*Text for analysis:*
Segment Open

Dr. Callender was born near Nashville, Tennessee, and received his college education at the University of Nashville. In 1851, he entered the law department at the University of Louisville, and the following year, he went to Harvard to continue his law studies. His father’s illness called him home, and his legal studies were abandoned. He began to study medicine and received his M.D. from the University of Pennsylvania in 1855.
He owned and edited the Nashville Patriot newspaper for three years, and in 1858, he was elected Chair of Materia Medica and Therapeutics at Shelby Medical College in Nashville. In 1861, he was appointed surgeon to the 11th Tennessee Confederate Regiment during the Civil War. In 1869, he was appointed superintendent of the Tennessee State Hospital for the Insane, where he remained until 1895. He resigned with plans to open a private sanitarium, but he died the following year.

Segment Closed

*Set of tasks:*
a) From the biographical sketch of Dr. Callender, reproduce word for word the part that opens with the words containing "He owned and" and closes with "the following year.".
b) List every year written as a number in the biographical sketch of Dr. Callender, in the order they appear.

*Information:*

Segment Open

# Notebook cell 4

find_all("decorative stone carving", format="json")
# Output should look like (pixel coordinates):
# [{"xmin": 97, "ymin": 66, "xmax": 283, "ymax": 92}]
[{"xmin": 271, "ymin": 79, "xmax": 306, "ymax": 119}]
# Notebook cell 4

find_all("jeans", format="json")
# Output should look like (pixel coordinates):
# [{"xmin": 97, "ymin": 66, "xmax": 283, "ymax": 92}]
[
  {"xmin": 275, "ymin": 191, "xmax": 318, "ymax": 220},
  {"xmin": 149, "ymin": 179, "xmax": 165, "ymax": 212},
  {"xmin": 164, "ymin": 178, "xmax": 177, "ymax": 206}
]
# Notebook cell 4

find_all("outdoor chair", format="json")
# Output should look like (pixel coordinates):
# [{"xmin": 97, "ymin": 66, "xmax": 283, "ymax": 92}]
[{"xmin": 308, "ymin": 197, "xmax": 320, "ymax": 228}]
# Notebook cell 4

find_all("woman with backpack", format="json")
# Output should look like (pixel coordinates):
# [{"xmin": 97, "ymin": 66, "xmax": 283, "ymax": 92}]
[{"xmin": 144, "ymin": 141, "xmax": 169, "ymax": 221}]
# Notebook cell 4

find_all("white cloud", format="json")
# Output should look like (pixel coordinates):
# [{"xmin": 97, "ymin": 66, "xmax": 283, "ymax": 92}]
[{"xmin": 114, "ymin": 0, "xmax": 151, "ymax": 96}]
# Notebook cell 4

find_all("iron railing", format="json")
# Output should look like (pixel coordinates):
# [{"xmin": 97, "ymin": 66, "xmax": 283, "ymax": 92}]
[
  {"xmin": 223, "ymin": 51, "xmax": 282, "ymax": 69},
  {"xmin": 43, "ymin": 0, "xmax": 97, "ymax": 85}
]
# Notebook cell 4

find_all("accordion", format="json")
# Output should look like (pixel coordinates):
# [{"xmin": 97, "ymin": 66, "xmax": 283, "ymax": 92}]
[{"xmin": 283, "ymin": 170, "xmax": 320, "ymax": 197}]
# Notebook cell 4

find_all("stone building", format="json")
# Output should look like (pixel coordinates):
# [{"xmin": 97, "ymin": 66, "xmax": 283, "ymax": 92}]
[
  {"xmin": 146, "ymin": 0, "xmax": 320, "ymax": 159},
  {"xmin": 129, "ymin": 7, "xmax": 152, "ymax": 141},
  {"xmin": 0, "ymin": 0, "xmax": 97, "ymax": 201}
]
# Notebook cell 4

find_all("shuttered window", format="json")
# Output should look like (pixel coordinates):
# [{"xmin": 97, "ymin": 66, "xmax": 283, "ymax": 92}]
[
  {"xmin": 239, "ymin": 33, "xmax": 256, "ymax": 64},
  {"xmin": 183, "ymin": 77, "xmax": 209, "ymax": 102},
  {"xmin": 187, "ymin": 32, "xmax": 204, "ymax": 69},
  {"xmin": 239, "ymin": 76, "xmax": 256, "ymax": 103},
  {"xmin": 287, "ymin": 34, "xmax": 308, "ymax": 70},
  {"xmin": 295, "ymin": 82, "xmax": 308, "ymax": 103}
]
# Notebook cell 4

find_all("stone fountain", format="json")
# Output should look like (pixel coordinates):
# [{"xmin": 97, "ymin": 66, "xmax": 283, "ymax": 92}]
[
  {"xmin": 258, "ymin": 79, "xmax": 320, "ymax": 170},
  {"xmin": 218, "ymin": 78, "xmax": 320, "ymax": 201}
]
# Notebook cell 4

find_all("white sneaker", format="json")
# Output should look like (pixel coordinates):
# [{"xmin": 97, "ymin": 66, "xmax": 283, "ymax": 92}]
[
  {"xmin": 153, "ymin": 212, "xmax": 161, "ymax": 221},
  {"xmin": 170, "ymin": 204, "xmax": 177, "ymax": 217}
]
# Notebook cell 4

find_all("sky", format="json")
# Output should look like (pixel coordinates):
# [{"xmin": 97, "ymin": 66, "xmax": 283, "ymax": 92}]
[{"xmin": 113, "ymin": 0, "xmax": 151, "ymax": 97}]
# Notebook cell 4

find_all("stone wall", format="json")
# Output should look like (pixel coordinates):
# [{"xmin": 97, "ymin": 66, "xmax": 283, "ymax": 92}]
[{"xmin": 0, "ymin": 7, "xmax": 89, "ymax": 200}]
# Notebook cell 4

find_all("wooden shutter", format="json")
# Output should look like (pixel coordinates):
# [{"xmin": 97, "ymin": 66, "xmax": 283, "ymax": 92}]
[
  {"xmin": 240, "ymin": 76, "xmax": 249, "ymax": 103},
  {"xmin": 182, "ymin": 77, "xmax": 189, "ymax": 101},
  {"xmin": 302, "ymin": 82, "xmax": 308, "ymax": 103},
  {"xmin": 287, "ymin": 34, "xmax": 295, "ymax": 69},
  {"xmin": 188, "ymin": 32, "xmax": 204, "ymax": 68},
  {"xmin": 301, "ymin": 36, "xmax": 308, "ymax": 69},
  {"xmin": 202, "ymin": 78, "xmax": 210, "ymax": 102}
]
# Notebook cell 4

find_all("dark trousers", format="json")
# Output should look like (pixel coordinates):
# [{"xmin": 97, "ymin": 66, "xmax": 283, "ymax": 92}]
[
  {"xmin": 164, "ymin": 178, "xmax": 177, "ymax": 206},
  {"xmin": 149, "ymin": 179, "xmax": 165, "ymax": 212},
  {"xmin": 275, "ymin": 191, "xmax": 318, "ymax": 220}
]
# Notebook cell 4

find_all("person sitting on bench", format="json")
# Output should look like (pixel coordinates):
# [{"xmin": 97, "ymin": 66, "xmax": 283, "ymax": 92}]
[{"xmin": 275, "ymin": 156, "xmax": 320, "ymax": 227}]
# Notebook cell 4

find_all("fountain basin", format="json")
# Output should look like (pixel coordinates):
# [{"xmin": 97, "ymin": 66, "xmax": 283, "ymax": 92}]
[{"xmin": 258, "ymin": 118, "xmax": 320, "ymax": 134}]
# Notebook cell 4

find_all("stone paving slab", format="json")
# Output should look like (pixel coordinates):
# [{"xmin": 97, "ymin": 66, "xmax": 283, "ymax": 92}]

Segment Closed

*Answers to each task:*
a)
He owned and edited the Nashville Patriot newspaper for three years, and in 1858, he was elected Chair of Materia Medica and Therapeutics at Shelby Medical College in Nashville. In 1861, he was appointed surgeon to the 11th Tennessee Confederate Regiment during the Civil War. In 1869, he was appointed superintendent of the Tennessee State Hospital for the Insane, where he remained until 1895. He resigned with plans to open a private sanitarium, but he died the following year.

b) 1851, 1855, 1858, 1861, 1869, 1895